→ **DATA SUPPLIED**
==========

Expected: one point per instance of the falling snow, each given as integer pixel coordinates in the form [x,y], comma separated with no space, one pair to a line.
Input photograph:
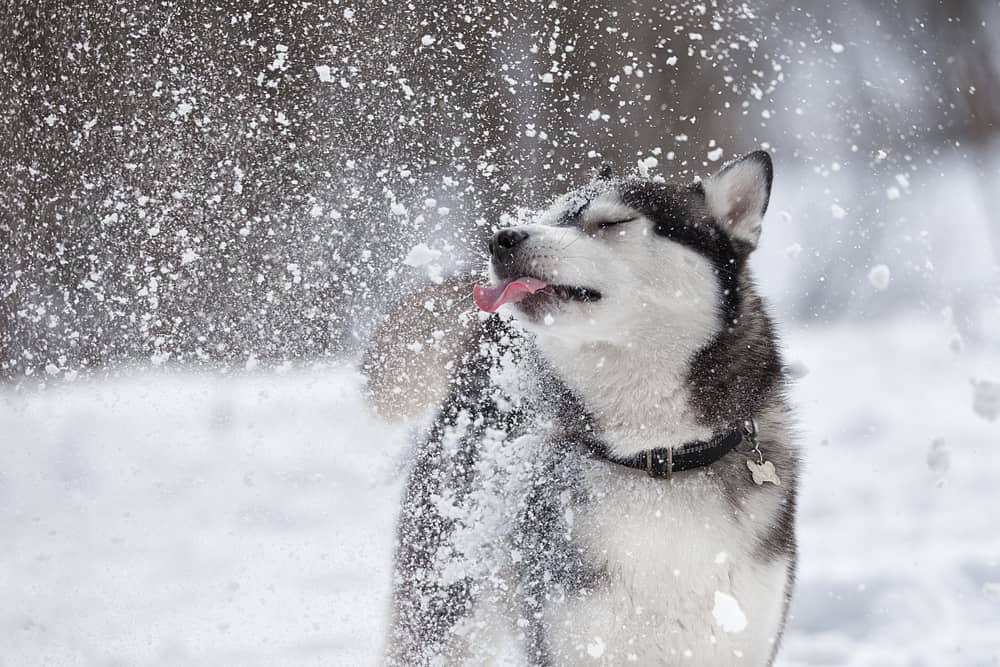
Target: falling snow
[200,204]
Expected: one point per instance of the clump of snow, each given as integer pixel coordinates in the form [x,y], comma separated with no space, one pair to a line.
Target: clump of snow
[879,276]
[986,399]
[796,369]
[420,255]
[324,73]
[646,164]
[595,649]
[938,457]
[728,614]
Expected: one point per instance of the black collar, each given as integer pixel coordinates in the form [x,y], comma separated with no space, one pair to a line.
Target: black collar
[664,461]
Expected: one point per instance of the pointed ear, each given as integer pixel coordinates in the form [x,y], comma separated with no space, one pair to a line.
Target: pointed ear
[737,195]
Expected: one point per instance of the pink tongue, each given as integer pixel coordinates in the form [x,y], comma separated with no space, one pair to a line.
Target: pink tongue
[493,296]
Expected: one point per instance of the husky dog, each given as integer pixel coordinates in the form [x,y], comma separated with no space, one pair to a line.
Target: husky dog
[612,475]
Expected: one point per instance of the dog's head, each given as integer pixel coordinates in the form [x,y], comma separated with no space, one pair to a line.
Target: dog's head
[617,260]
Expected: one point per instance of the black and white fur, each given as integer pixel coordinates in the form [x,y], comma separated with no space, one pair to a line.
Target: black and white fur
[515,536]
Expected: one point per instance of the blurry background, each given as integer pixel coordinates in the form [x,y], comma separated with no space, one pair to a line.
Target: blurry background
[241,185]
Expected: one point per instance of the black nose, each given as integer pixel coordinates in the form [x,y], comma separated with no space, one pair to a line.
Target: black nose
[504,241]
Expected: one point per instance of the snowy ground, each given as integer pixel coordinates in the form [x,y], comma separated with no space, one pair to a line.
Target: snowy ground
[180,519]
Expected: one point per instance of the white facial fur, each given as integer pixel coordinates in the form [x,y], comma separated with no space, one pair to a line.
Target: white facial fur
[627,355]
[651,287]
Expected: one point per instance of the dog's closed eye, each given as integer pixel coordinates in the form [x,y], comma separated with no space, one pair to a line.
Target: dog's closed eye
[605,224]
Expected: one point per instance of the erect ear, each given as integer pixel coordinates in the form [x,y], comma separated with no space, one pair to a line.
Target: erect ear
[737,195]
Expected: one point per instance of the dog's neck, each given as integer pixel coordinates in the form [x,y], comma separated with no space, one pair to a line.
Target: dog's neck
[637,394]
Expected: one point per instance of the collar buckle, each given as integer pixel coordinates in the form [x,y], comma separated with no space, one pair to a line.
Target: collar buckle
[660,462]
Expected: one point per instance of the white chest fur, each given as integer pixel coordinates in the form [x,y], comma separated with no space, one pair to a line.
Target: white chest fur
[639,401]
[681,584]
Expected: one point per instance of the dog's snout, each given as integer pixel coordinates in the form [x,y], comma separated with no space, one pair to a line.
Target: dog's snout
[504,241]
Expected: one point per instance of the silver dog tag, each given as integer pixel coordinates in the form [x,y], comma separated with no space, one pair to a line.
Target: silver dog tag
[763,472]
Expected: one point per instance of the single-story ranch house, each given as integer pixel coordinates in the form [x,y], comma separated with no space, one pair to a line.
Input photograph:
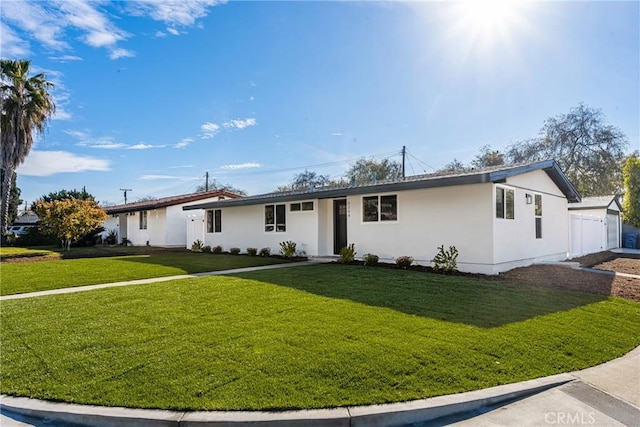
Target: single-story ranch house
[498,218]
[158,222]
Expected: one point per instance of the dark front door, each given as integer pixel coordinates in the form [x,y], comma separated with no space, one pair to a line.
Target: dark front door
[339,225]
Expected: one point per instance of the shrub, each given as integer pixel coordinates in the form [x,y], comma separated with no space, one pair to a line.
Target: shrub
[195,246]
[265,252]
[370,259]
[404,261]
[445,261]
[288,249]
[347,254]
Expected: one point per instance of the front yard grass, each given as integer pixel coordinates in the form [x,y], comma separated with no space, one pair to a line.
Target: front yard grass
[39,276]
[302,337]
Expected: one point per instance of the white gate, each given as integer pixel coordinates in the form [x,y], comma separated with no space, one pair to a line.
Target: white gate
[195,229]
[588,235]
[613,231]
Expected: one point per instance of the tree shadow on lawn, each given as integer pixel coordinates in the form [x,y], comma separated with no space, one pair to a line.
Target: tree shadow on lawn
[484,303]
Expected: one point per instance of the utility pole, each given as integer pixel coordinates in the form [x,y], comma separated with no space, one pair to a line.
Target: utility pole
[125,193]
[404,154]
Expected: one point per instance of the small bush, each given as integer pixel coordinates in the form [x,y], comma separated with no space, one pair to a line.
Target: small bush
[371,259]
[195,246]
[347,254]
[288,249]
[445,261]
[265,252]
[404,261]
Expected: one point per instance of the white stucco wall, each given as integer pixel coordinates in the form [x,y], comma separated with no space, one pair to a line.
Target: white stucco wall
[428,218]
[463,216]
[243,227]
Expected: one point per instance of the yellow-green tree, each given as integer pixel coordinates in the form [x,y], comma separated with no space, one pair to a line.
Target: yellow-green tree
[69,219]
[631,175]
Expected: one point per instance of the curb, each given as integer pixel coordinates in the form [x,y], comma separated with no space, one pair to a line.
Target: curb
[393,414]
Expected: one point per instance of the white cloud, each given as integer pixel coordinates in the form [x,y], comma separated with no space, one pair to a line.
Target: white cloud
[248,165]
[121,53]
[162,177]
[47,163]
[173,12]
[43,25]
[142,146]
[11,45]
[209,130]
[183,143]
[65,58]
[240,124]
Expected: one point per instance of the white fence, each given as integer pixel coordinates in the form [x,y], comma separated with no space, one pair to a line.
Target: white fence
[588,234]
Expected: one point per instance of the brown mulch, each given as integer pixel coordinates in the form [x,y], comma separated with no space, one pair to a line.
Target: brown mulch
[563,277]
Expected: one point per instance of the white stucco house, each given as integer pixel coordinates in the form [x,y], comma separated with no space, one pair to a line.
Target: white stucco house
[158,222]
[497,218]
[595,225]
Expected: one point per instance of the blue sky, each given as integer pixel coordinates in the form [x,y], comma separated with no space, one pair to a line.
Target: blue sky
[151,95]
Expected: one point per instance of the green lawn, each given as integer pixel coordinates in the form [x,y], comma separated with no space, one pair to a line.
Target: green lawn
[19,278]
[302,337]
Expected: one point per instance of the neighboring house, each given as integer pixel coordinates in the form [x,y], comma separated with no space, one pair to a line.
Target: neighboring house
[498,218]
[159,222]
[595,225]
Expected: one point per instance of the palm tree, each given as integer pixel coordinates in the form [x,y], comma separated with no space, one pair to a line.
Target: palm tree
[26,105]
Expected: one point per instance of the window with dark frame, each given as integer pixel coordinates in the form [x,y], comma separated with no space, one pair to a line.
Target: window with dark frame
[214,221]
[505,203]
[380,208]
[538,215]
[275,218]
[143,220]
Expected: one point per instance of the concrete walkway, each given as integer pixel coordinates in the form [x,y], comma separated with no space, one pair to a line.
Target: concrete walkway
[605,395]
[151,280]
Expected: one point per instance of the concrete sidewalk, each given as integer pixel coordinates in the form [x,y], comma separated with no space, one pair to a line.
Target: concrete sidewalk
[605,395]
[151,280]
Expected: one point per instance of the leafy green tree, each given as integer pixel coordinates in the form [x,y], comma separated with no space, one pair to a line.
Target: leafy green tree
[14,198]
[487,158]
[25,105]
[68,194]
[631,204]
[588,149]
[305,180]
[69,219]
[217,186]
[362,171]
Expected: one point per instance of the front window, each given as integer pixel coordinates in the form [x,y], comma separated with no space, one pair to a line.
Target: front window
[505,203]
[380,208]
[538,214]
[275,218]
[143,220]
[214,221]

==========

→ **EXERCISE DESCRIPTION**
Copy out only the lines above from the one with "Target: white facial fur" to the one with "Expected: one point per instance of the dog's snout, each", inclusive, exactly as they stand.

→ **EXERCISE RESULT**
Target: white facial fur
[627,355]
[651,287]
Expected: one point per instance of the dog's closed eye, each given as integer pixel coordinates in the form [x,y], comma separated with no space, one pair to a line.
Target: dog's closed eye
[605,224]
Expected: one point per instance of the erect ear, each given as integer pixel coordinates in the form [x,y], comma separated with no space, one pair to a line.
Target: erect ear
[737,195]
Expected: one point per instance of the dog's neck, each given as integer pixel coordinates in the form [x,y], comma separated with no space, one pair to a line.
Target: dog's neck
[637,394]
Expected: one point per instance of the collar buckle, each given as integer pixel coordinates in the form [x,y], comma separated with no space, one pair to a line.
Target: collar buckle
[660,462]
Expected: one point per instance of the white chest fur, each given as integer pixel coordinates in the form [x,y], comma separated with no space, one pair to a line.
Target: white chest fur
[639,401]
[681,584]
Expected: one point per instance of the dog's snout, each given as integer pixel coordinates in the form [x,y], comma separated with no space, one pair to a line.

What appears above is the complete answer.